[Dataset items]
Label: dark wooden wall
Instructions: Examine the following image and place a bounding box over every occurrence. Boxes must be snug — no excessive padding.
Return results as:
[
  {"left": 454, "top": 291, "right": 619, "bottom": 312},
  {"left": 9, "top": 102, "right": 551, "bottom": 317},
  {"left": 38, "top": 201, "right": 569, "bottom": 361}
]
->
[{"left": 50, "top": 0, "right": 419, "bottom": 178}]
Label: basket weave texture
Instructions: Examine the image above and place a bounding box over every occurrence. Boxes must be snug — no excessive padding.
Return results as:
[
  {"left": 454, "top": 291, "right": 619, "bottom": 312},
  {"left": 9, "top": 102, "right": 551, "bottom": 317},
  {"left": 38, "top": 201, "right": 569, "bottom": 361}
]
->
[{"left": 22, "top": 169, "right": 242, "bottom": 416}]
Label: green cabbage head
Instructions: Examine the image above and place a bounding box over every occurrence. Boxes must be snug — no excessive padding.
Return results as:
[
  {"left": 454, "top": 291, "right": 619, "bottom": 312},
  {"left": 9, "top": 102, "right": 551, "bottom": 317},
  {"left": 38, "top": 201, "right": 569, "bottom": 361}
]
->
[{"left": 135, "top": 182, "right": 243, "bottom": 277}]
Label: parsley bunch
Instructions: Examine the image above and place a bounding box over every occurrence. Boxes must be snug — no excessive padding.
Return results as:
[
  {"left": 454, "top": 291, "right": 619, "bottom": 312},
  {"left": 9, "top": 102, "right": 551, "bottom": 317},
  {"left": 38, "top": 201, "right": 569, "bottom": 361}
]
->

[EXERCISE]: Turn every line of the records above into a numbered list, omitting any blank lines.

[ANSWER TO THE PROBLEM]:
1. Label: dark wooden wall
2. Instructions: Examine the following image and place a bounding box over every occurrence. Boxes must be snug — no excessive padding.
3. Return results as:
4. [
5.   {"left": 454, "top": 291, "right": 619, "bottom": 312},
6.   {"left": 9, "top": 102, "right": 551, "bottom": 317},
7.   {"left": 38, "top": 201, "right": 569, "bottom": 361}
8. ]
9. ->
10. [{"left": 50, "top": 0, "right": 419, "bottom": 178}]
11. Label: basket weave texture
12. Instructions: Examine the image above and place a bounding box over every occurrence. Boxes must be snug — no excessive padding.
13. Return results as:
14. [
15.   {"left": 454, "top": 291, "right": 619, "bottom": 312},
16.   {"left": 9, "top": 102, "right": 551, "bottom": 317},
17.   {"left": 38, "top": 201, "right": 569, "bottom": 361}
18. ]
19. ->
20. [{"left": 22, "top": 169, "right": 242, "bottom": 416}]
21. Label: green cabbage head
22. Instructions: Examine the image above and place a bounding box over every occurrence. Boxes must be snug — no excessive padding.
23. Return results as:
24. [
25.   {"left": 454, "top": 291, "right": 619, "bottom": 312},
26.   {"left": 9, "top": 102, "right": 551, "bottom": 317},
27.   {"left": 38, "top": 201, "right": 569, "bottom": 361}
28. ]
29. ->
30. [{"left": 135, "top": 182, "right": 243, "bottom": 277}]
31. Label: parsley bunch
32. Instructions: Examine the image above and place a bounding box over every occurrence. Boxes must be snug — no excessive padding.
33. Return results as:
34. [
35.   {"left": 454, "top": 291, "right": 619, "bottom": 312},
36.   {"left": 9, "top": 102, "right": 551, "bottom": 317},
37.   {"left": 38, "top": 201, "right": 569, "bottom": 361}
38. ]
39. ->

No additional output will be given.